(Entries on locating named things)
---
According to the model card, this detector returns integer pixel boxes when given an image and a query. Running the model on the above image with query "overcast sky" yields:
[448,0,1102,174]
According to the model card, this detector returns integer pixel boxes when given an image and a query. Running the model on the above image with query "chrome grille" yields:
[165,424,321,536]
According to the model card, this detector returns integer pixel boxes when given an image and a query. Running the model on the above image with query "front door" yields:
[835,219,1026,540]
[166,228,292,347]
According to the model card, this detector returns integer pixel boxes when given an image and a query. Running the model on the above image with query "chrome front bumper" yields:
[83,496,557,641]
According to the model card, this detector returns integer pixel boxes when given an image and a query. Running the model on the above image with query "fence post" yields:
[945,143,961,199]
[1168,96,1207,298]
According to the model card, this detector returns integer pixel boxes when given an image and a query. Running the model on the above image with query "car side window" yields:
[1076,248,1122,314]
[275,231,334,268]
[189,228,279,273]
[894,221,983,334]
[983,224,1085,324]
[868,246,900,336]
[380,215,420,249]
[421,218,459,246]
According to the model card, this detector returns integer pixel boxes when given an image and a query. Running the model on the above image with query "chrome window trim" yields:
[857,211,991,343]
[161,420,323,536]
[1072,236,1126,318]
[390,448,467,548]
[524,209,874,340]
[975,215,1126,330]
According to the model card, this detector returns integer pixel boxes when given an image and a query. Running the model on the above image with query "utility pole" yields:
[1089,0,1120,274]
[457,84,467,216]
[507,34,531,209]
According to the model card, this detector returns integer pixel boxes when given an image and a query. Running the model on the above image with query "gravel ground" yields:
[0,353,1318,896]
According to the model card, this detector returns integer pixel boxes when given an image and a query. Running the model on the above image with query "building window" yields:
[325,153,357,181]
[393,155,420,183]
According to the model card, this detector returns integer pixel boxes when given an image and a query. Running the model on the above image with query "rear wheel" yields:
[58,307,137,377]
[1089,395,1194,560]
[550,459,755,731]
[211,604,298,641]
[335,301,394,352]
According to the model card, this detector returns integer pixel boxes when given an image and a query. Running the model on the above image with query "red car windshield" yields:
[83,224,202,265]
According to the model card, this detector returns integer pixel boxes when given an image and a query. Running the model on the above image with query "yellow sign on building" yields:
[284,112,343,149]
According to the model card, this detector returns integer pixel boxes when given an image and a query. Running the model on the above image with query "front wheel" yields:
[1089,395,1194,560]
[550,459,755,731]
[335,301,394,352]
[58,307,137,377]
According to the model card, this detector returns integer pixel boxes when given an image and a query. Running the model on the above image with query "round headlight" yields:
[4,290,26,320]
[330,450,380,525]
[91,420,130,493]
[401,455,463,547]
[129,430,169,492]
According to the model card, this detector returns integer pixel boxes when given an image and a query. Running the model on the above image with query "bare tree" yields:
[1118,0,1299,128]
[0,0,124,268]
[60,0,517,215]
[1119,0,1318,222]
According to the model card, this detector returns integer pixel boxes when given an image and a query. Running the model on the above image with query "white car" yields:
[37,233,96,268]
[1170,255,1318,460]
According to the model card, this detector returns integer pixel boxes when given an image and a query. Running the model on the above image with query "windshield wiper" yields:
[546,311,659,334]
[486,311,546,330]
---
### Short problem
Convert the rows above into a Markdown table with the columns "Number" and "Text", giving each line its own number and skipping any blank lines.

### Solved problem
| Number | Text |
|---|---|
| 1 | According to the model card, this detector returns integer pixel boxes when given an image and a query. Running the model on the above image with query "overcast sky" yields: |
| 2 | [448,0,1102,174] |
| 3 | According to the model card, this detector returns integer pixel boxes when given an image and a query. Running the model on the above image with query "chrome grille" yields: |
| 4 | [165,424,321,536] |
| 5 | According to the model card, this detector returns integer pixel boxes when given an image and a query. Running the model on the above image with query "front door" yields: |
| 6 | [835,219,1026,540] |
| 7 | [166,228,292,347] |
| 8 | According to the model card, this detector returns integer pixel boxes when given an image and a query. Running the model on the above image with query "chrome front bumper" yields: |
| 9 | [83,496,557,641] |
| 10 | According to the model card, this detector returns integer pixel boxes when given an image and a query. Running the model on the above image with query "fence post" yields: |
| 11 | [945,143,961,199] |
| 12 | [1168,96,1207,298] |
| 13 | According to the model card, this detector returns integer pixel boxes when given an image and a query. Running the model on the above image with query "car side window" yields: |
| 14 | [1076,248,1122,314] |
| 15 | [275,231,334,268] |
| 16 | [189,228,279,273] |
| 17 | [894,221,983,334] |
| 18 | [983,224,1085,324] |
| 19 | [868,246,900,336] |
| 20 | [380,215,420,249] |
| 21 | [421,218,459,246] |
| 22 | According to the model card, this detector returns integer pixel boxes when given an image and a query. Running the model on the above image with query "chrome window trim" yields: |
| 23 | [857,211,991,343] |
| 24 | [161,420,323,536] |
| 25 | [1072,236,1126,318] |
| 26 | [390,448,467,548] |
| 27 | [524,209,874,340] |
| 28 | [975,215,1126,330] |
| 29 | According to the model card, this detector returns integer pixel boxes when given an image and a query. Running the model on the above image with query "utility pole" yields: |
| 30 | [1089,0,1120,274] |
| 31 | [457,84,467,216] |
| 32 | [507,34,531,209] |
| 33 | According to the model card, this detector returns integer pixel boxes when given an image and a query. Running the model on the above image with query "gravel ground" yields: |
| 34 | [0,353,1318,896] |
| 35 | According to the model card, this detector returns integer pixel boxes when given an image and a query. Running the model on the above image with query "building window" yields: |
| 36 | [325,153,357,181] |
| 37 | [393,155,420,183] |
| 38 | According to the model card, this detector returns integer pixel boxes when given an image and a query. Running the model on the above image with query "rear wheel" yields: |
| 39 | [58,307,137,377] |
| 40 | [1089,395,1194,560] |
| 41 | [550,459,755,731] |
| 42 | [211,604,298,641] |
| 43 | [335,301,394,352] |
| 44 | According to the model card, this detector returns integer pixel boxes when given an image and a query. Running the model on the above image with query "red car windshield" yields: |
| 45 | [83,224,202,265] |
| 46 | According to the model card, this detector returns integer pixel boxes when given an image and a query. Running the model on the above image with query "yellow sign on building" yields: |
| 47 | [284,112,343,149] |
| 48 | According to the model card, this detector returns integer pixel boxes when given an image and a query. Running the model on the above image with query "front wheel" yields: |
| 49 | [1089,395,1194,560] |
| 50 | [550,459,755,731] |
| 51 | [335,301,394,352] |
| 52 | [58,307,137,377] |
| 53 | According to the model card, this detector returns integer pixel boxes when given an image and a query. Running the model on the above image with query "round headlight" yields: |
| 54 | [4,290,26,320] |
| 55 | [330,450,380,525] |
| 56 | [91,420,130,493] |
| 57 | [401,455,463,547] |
| 58 | [129,430,169,492] |
| 59 | According to the model card, this detector returns integer pixel boxes when given an image and a query. Running the model on the above image with query "bare tree" yields: |
| 60 | [1118,0,1299,128] |
| 61 | [0,0,124,268] |
| 62 | [60,0,517,215] |
| 63 | [1119,0,1318,222] |
| 64 | According to the model card, this detector returns integer pixel boxes when given an image and a query. Running the model on the above image with query "white car" yields: |
| 65 | [37,233,96,268] |
| 66 | [1170,255,1318,460] |
| 67 | According to the model card, this detector returns integer pixel boxes when given an image and a query. Running the model on the above image with query "windshield wiper" yields: |
| 68 | [546,311,659,334] |
| 69 | [486,311,546,330] |